> [GIVEN EXERCISE 1]:
Can you set down the whole debate excerpt below word for word?

> [SELECTED TEXT]:
****

The reason I raise that is to make the point that all he needed was a little bit of help, just some assistance for the workplace to adapt. I take my hat off to the metropolitan Toronto police force. They have done a terrific job of accommodating persons with disabilities. The beauty of all this is that Ontario benefits from a terrific police officer with, in my opinion, great judgment and a major contributor to our society. So I'm anxious to see wherever we possibly can that assistance.

The bill provides some help. I would just caution as to how much it really is. It is in the form of credits. While businesses are able to write off the expense of it, it is not a substantial amount of money to the organizations. That won't stop them from doing it and will provide some encouragement, but I just don't want us to overestimate the amount of assistance this provides for corporations. It provides some; it will focus some effort on it but will not take it that far.

On the bill, I'm pleased to comment on it. What has provoked the least explanation from the government is this $1.5-billion new estate tax. I say again, the reason we're dealing with it is that the courts have said that governments, if they want to raise taxes, have to do it in public through their duly elected legislatures. That was the essence of the argument. They said that raising all of these billions of dollars across the country in estate taxes is being done improperly, but we have done exactly the same thing with property taxes for education, and that, by the way, is much larger and much more emotional. I think it's just wrong, dead wrong that we're allowing the Premier to set $1.5 billion of taxes and we, the elected people, representing the public have no say or no input into that.

****

> [GIVEN EXERCISE 2]:
Which lines in the records below contain the word "girl"? Identify each one and copy it out in full, treating case as significant.

(Dataset records)
****

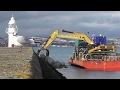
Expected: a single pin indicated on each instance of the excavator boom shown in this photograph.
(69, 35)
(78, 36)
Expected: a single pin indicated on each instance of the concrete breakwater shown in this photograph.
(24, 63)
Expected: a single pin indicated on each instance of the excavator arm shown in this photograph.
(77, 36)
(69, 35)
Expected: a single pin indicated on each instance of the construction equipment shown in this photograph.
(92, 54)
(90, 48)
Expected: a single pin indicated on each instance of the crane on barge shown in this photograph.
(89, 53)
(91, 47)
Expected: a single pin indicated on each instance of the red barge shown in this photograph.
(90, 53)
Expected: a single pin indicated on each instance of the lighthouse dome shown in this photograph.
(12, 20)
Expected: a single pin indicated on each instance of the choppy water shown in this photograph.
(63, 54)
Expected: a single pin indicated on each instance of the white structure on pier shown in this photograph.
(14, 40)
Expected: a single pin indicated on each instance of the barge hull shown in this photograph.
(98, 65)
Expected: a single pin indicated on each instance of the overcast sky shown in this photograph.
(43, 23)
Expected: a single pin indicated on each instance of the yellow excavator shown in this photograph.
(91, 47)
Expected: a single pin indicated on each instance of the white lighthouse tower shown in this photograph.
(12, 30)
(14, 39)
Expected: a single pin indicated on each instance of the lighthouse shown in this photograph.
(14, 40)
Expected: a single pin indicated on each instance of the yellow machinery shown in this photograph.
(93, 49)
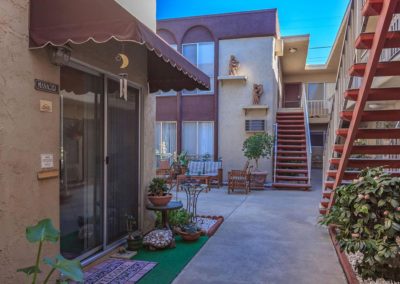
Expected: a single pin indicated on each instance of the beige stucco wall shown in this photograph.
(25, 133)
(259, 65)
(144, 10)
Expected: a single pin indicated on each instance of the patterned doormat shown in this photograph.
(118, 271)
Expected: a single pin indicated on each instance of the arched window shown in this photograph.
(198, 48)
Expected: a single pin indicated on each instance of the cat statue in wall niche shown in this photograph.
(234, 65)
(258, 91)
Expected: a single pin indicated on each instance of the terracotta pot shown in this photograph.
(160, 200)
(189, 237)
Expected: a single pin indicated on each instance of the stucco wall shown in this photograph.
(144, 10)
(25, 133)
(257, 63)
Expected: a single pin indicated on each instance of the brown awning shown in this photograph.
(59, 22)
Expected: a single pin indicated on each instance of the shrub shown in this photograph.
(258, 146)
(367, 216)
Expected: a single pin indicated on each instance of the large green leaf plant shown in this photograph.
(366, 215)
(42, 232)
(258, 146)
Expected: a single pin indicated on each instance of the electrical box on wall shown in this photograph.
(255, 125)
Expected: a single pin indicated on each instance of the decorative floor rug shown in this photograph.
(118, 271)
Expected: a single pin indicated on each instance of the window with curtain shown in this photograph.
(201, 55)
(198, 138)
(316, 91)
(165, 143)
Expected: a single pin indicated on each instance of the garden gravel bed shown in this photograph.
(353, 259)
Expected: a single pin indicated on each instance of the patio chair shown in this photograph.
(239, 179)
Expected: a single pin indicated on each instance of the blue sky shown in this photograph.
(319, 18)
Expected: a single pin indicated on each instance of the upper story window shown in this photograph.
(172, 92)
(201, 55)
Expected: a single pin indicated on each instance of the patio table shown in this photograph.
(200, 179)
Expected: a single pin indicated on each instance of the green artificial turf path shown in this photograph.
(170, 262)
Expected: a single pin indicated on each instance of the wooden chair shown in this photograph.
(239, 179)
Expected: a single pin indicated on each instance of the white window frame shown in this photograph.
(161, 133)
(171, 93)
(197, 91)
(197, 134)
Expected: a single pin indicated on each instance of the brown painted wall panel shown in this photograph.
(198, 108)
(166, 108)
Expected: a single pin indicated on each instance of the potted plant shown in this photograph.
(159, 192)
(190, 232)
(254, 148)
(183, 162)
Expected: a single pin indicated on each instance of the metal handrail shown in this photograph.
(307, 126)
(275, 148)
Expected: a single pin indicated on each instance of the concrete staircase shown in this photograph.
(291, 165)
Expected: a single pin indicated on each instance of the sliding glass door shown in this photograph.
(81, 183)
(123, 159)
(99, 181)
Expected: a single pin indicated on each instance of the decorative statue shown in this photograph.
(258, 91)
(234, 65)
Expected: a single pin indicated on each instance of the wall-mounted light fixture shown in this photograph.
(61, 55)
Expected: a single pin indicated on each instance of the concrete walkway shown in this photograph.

****

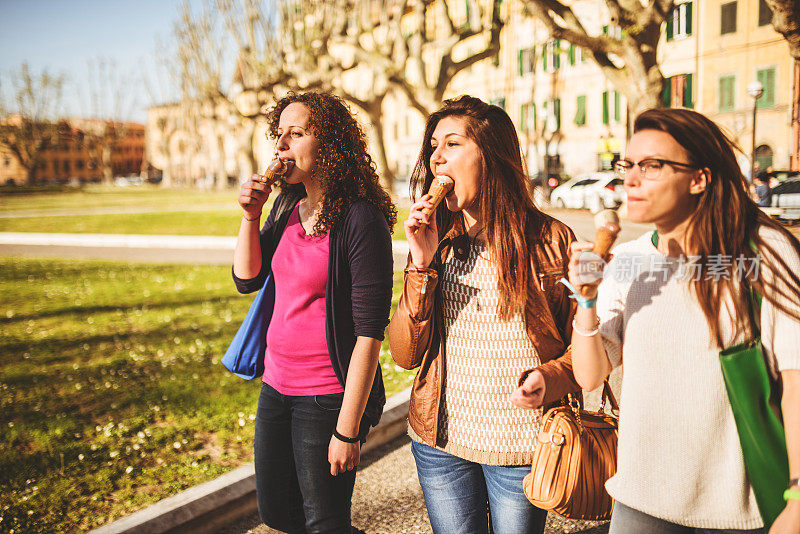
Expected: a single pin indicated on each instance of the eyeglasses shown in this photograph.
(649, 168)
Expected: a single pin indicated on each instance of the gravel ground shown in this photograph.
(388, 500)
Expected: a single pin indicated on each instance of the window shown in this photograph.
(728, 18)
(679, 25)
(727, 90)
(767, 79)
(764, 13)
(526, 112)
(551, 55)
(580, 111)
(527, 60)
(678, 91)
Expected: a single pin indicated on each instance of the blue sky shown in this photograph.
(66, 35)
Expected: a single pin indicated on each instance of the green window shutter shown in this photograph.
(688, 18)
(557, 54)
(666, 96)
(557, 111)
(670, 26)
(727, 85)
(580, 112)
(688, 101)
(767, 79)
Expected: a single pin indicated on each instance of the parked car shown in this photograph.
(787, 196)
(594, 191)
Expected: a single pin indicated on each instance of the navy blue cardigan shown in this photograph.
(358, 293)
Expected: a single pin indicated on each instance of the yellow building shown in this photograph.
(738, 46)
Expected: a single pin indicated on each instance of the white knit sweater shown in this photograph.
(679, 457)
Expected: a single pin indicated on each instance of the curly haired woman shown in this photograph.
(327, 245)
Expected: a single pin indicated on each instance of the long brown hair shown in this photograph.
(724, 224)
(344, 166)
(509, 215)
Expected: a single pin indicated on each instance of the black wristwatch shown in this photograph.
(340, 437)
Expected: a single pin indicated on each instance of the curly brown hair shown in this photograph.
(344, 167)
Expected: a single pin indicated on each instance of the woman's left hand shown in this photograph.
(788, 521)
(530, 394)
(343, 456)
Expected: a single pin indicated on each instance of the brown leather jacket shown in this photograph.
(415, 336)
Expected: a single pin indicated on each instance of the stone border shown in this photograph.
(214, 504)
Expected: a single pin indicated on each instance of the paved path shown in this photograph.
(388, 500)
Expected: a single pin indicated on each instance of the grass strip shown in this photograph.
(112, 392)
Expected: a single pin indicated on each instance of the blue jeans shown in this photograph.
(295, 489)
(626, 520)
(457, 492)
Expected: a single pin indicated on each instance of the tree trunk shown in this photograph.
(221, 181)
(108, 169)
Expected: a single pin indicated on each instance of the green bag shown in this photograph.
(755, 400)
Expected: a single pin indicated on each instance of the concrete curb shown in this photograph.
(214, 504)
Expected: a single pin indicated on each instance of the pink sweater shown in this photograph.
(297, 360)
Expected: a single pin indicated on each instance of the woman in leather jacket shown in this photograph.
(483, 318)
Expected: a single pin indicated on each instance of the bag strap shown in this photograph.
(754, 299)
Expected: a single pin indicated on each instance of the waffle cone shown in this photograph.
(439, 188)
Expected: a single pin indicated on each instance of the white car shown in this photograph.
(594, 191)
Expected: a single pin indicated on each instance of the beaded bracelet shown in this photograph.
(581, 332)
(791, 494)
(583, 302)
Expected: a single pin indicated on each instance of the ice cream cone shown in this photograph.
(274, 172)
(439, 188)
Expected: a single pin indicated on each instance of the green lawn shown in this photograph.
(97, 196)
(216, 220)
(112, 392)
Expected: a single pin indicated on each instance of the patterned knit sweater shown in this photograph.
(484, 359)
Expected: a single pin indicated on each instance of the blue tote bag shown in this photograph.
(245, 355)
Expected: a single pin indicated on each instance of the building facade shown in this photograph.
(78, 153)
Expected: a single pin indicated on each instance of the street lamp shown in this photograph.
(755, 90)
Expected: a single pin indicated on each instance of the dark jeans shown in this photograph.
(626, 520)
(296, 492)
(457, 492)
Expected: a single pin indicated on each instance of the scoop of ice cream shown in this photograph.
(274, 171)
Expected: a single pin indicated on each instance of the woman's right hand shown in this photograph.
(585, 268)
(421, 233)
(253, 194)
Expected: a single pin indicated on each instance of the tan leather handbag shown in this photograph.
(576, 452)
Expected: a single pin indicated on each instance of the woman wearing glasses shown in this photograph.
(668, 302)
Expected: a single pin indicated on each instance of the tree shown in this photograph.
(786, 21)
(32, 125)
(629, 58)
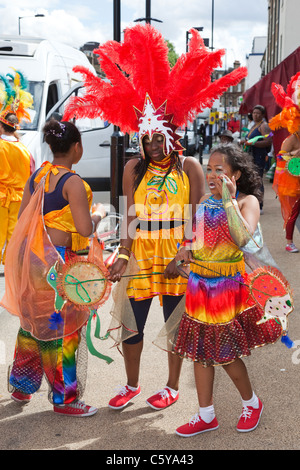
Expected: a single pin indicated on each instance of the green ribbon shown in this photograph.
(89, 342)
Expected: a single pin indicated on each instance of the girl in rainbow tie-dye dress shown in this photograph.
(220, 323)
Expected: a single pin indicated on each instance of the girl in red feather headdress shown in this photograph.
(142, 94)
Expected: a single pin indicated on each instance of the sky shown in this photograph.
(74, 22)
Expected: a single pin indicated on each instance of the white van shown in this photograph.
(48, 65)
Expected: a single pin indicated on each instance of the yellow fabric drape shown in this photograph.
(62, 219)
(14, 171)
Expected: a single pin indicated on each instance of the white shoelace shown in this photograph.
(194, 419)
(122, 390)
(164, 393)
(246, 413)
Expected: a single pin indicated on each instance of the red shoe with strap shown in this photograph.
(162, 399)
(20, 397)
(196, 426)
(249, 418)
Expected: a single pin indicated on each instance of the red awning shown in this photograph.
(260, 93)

****

> [FULL ANSWER 1]:
The reason I raise that is to make the point that all he needed was a little bit of help, just some assistance for the workplace to adapt. I take my hat off to the metropolitan Toronto police force. They have done a terrific job of accommodating persons with disabilities. The beauty of all this is that Ontario benefits from a terrific police officer with, in my opinion, great judgment and a major contributor to our society. So I'm anxious to see wherever we possibly can that assistance.

The bill provides some help. I would just caution as to how much it really is. It is in the form of credits. While businesses are able to write off the expense of it, it is not a substantial amount of money to the organizations. That won't stop them from doing it and will provide some encouragement, but I just don't want us to overestimate the amount of assistance this provides for corporations. It provides some; it will focus some effort on it but will not take it that far.

On the bill, I'm pleased to comment on it. What has provoked the least explanation from the government is this $1.5-billion new estate tax. I say again, the reason we're dealing with it is that the courts have said that governments, if they want to raise taxes, have to do it in public through their duly elected legislatures. That was the essence of the argument. They said that raising all of these billions of dollars across the country in estate taxes is being done improperly, but we have done exactly the same thing with property taxes for education, and that, by the way, is much larger and much more emotional. I think it's just wrong, dead wrong that we're allowing the Premier to set $1.5 billion of taxes and we, the elected people, representing the public have no say or no input into that.

> [FULL ANSWER 2]:
Expected: a single pin indicated on each instance of the girl in rainbow tie-dye dress shown in this photograph.
Expected: a single pin indicated on each instance of the girl in red feather headdress shown in this photograph.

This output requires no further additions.